WORK TO BE COMPLETED | In the entries below, find each line with the word "shown" and return it.

*** SUPPLIED INFORMATION ***

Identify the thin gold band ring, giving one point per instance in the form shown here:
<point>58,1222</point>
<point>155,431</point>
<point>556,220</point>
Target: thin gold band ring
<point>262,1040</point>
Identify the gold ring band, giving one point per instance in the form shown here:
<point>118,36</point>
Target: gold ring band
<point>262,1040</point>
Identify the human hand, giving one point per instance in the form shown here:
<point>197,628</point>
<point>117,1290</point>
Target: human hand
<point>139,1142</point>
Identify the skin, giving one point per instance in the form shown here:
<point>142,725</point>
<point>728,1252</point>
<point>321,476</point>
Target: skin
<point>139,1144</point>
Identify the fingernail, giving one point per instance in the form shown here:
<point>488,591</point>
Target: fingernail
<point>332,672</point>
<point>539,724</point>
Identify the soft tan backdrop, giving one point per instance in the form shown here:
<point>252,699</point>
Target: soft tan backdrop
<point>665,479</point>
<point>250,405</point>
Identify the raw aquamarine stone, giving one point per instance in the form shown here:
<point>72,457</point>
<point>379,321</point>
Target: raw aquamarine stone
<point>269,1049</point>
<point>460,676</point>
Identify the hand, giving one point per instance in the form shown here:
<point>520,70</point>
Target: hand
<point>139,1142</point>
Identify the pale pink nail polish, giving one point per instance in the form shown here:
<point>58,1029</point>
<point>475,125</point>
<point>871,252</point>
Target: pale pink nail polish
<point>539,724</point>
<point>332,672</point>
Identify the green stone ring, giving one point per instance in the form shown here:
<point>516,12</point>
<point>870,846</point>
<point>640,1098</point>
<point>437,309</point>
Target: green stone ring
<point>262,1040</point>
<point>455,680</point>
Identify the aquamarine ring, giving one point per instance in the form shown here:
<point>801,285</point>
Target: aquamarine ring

***

OUTPUT OF THE EXERCISE |
Identify the thin gold band ring, giving one point per instance in the form shown here:
Identify the gold ring band, giving one point per instance in the form shown here:
Identify the human hand, giving one point per instance in the form shown here:
Identify the skin, giving one point per instance in the form shown here:
Identify the fingernail, giving one point per instance in the form shown here:
Identify the soft tan backdrop, giving one point per instance in the form shown here:
Identify the raw aquamarine stone, giving one point per instance in the form shown here:
Identify the hand, giving one point per instance in the form shown here:
Identify the pale pink nail polish, giving one point per instance in the form shown here:
Identify the green stone ring, giving one point per instance in the form shown here:
Identify the aquamarine ring, giving one point per instance in the form shown here:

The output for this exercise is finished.